____ Listed entries

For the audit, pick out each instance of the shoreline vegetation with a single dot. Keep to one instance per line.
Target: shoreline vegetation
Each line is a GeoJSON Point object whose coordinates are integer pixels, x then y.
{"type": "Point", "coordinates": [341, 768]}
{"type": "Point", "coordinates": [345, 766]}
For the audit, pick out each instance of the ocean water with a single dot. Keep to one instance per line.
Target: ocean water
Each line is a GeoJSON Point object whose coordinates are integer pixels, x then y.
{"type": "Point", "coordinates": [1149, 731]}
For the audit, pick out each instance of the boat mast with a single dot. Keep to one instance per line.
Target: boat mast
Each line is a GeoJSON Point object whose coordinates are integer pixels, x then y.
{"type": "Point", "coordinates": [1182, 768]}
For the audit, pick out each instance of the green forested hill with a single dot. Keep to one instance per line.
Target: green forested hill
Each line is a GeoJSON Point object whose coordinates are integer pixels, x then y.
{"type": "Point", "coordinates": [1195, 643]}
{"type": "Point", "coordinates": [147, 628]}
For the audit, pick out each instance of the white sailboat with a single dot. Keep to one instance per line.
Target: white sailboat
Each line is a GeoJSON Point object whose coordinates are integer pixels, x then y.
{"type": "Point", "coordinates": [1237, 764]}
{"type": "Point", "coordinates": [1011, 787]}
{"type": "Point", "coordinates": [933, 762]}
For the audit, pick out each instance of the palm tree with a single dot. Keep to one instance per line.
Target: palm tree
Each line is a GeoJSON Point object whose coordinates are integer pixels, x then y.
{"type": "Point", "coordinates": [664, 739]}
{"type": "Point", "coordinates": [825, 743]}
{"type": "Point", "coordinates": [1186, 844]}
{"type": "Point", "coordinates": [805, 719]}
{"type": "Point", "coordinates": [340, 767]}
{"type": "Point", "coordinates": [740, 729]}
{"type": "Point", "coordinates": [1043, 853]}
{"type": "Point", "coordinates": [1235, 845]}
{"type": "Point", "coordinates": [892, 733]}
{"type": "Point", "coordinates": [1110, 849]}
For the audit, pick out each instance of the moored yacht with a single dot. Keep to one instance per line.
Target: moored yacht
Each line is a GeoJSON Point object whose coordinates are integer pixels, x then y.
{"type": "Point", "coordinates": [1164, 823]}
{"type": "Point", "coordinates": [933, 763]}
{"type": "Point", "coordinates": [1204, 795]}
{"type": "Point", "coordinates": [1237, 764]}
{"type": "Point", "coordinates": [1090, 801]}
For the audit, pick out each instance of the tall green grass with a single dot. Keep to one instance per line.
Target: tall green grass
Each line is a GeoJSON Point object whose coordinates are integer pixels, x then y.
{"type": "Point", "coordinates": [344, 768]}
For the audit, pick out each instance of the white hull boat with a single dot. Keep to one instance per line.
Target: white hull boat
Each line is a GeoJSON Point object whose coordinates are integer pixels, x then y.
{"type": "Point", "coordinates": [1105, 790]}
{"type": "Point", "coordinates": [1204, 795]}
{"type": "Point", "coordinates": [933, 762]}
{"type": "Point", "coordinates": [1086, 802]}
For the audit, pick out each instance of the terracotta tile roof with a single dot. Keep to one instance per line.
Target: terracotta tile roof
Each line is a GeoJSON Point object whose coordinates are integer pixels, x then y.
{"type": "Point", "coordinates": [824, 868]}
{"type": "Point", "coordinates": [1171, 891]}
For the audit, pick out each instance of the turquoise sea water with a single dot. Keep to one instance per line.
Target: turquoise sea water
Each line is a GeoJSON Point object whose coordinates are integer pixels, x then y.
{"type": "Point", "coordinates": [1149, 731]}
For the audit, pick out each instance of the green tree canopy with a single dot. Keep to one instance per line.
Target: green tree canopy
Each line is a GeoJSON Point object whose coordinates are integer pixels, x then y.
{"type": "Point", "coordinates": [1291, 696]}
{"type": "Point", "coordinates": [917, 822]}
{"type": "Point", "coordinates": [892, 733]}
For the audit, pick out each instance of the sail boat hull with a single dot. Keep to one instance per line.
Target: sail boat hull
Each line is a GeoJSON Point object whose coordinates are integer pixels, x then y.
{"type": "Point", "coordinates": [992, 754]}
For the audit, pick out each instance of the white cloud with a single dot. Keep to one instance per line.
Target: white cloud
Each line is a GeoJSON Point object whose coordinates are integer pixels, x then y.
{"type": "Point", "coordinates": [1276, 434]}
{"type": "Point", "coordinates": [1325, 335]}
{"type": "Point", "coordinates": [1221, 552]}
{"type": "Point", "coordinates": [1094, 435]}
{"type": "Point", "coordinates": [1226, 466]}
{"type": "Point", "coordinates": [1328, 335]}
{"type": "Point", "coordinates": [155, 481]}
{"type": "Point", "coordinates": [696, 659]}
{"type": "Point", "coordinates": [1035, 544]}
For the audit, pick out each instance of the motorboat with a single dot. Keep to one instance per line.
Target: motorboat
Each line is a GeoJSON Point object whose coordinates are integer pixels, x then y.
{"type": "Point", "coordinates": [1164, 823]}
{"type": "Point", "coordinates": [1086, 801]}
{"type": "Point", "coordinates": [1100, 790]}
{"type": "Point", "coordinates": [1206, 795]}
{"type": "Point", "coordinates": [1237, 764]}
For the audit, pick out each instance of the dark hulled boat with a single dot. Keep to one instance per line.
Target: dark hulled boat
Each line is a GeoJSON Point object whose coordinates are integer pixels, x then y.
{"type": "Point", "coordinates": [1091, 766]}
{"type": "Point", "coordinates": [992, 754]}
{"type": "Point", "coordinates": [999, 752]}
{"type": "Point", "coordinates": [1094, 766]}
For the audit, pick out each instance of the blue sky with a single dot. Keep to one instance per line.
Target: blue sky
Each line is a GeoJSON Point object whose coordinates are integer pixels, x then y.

________

**Directions for this task:** Return the lines beginning at the one that contains "For the audit, pick out each instance of the motorboat" and continuing through the last line of the data, exactly as they stand and without any others.

**Reply:**
For the audit, pick out each instance of the motorboat with a single dot. Keep to one instance per line.
Target: motorboat
Each line is a GeoJSON Point object whose coordinates are integer pixels, x then y.
{"type": "Point", "coordinates": [1164, 823]}
{"type": "Point", "coordinates": [1086, 801]}
{"type": "Point", "coordinates": [1100, 790]}
{"type": "Point", "coordinates": [1206, 795]}
{"type": "Point", "coordinates": [1237, 764]}
For the audit, pick out each instance of the dark hulled boat with a single dot. Keep to one instance per line.
Target: dark hulled boat
Each line is a GeoJSON Point object whose coordinates are integer pixels, x then y.
{"type": "Point", "coordinates": [1091, 766]}
{"type": "Point", "coordinates": [992, 754]}
{"type": "Point", "coordinates": [999, 752]}
{"type": "Point", "coordinates": [1094, 766]}
For the audit, pick out each instance of the blue sky with a single dot. Keep to one instance per line.
Target: blue sky
Each line is a GeoJSON Point object whose coordinates are integer pixels, x then y.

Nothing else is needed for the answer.